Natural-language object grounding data
______________________________

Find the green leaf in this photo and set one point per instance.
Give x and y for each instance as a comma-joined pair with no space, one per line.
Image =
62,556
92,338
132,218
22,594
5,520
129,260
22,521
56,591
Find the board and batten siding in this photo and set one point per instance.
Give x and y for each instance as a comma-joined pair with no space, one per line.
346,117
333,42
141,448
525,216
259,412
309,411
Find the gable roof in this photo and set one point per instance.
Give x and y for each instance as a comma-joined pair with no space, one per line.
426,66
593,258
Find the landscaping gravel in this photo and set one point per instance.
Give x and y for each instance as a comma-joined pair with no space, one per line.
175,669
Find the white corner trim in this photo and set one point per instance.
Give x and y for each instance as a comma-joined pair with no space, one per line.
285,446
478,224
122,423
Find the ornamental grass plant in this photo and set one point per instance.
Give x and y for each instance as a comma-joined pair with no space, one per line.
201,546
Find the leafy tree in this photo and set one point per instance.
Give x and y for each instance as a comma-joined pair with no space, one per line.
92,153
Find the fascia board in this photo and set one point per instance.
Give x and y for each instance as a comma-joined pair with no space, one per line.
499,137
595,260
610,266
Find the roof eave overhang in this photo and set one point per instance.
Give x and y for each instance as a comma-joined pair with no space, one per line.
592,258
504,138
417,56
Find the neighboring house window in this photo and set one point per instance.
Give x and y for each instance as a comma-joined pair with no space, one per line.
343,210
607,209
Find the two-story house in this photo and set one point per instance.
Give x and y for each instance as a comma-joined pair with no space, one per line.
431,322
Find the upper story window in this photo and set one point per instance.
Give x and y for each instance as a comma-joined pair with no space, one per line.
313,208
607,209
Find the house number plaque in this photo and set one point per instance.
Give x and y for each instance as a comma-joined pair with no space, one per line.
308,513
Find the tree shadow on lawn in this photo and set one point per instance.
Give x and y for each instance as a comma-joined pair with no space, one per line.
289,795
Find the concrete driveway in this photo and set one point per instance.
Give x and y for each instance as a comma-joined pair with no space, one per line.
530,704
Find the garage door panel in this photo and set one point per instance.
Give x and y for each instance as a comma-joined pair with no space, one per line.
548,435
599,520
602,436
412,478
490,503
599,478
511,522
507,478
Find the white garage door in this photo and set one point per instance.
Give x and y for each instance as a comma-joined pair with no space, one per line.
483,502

______________________________

◆ Your instructions
When a line among the entries contains "garage", pull that line out.

◆ Solution for this exercise
Find the garage door panel in this photo and set one point per instance.
Find the white garage door in this photo and set one point per instance.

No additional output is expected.